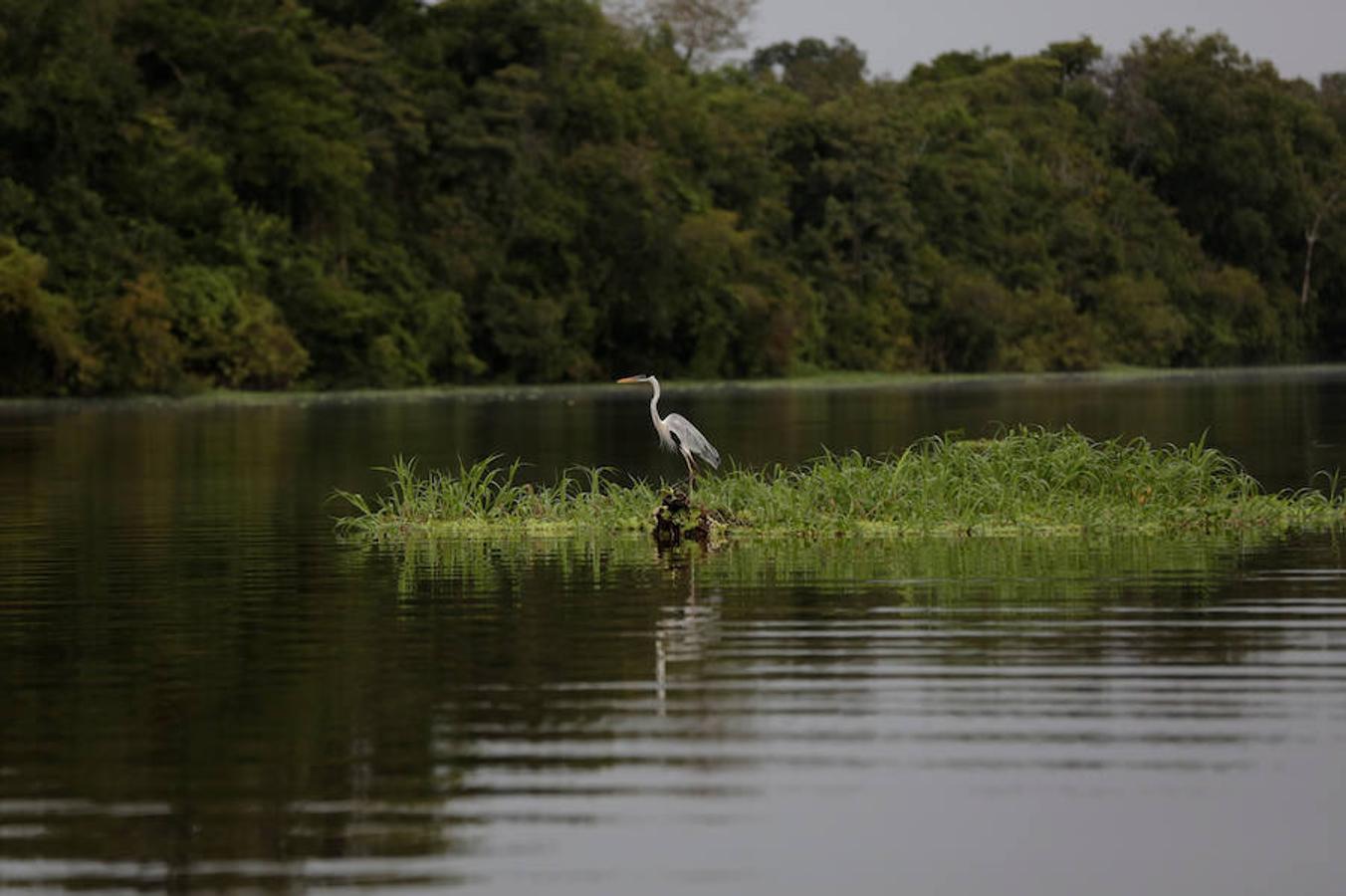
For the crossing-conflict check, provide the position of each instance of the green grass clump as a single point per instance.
(1025, 481)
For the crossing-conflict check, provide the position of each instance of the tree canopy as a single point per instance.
(336, 192)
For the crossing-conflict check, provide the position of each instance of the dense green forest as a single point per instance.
(330, 192)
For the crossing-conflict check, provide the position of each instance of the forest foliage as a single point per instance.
(332, 192)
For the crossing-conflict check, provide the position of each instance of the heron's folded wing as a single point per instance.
(691, 437)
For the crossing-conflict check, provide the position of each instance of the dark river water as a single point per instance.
(201, 689)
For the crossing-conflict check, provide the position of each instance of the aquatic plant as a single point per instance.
(1025, 481)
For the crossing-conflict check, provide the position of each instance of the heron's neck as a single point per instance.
(654, 404)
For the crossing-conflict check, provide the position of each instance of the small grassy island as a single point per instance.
(1027, 481)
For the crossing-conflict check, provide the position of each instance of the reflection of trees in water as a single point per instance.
(286, 716)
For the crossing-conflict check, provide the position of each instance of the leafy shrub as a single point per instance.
(1138, 324)
(39, 332)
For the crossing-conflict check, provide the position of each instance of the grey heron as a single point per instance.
(677, 433)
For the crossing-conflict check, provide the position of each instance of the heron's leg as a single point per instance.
(691, 474)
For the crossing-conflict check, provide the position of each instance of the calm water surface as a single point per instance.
(202, 690)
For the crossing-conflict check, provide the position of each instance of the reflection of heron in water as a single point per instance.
(677, 433)
(684, 634)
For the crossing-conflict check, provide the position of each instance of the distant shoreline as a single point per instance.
(814, 381)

============================================================

PROBLEM TO WORK ON:
Reproduce every item above word for word, omitting the pictures.

TASK ANSWER:
For the crossing-conflict check, provide the position of each instance of the green grass clump as a single point per instance.
(1025, 481)
For the crossing-conflict check, provide the position of each instance of the tree canopy as a single point per instance.
(336, 192)
For the crossing-conflict check, provide the position of each instance of the dense green forest as a single point per instance.
(330, 192)
For the crossing-conflict check, provide the position of each instance of the forest foliage as a single point per instance.
(332, 192)
For the crossing-conflict check, provide the position of each instance of the heron's folded wing as a single point per instance.
(691, 437)
For the crossing-conflict check, provide the position of each instance of the dark river water as a single point per instance.
(201, 689)
For the crossing-conflict check, provide the position of each instance of the aquatic plant as a single point per instance.
(1025, 481)
For the crossing-conflict check, provide the position of each instance of the heron's neck as a single point per instance.
(654, 404)
For the crossing-conflict check, provide the position of each instance of the small grassy island as a single point per instance.
(1027, 481)
For the crossing-conflict check, provide the position of each instance of the reflection of trees in water as a single point per instance.
(286, 716)
For the crossing-conflict check, provide the position of each instance of the leafy shrub as a single point per instance.
(1138, 324)
(39, 332)
For the crossing-conflict check, provide the position of each instance of the grey heron as a single point per instance.
(677, 433)
For the crossing-conflict check, provide the position of each instance of the heron's leg as a single point per instance.
(691, 474)
For the crossing-conflict check, provide the position of each instance of the calm water surface as a single point per instance.
(202, 690)
For the crossing-conflict check, provide the position of each instance of the reflection of heron in water as a single point per instance.
(677, 433)
(684, 634)
For the crossing-conflict check, provide the position of each instance of the distant shoreline as a single point per instance.
(814, 381)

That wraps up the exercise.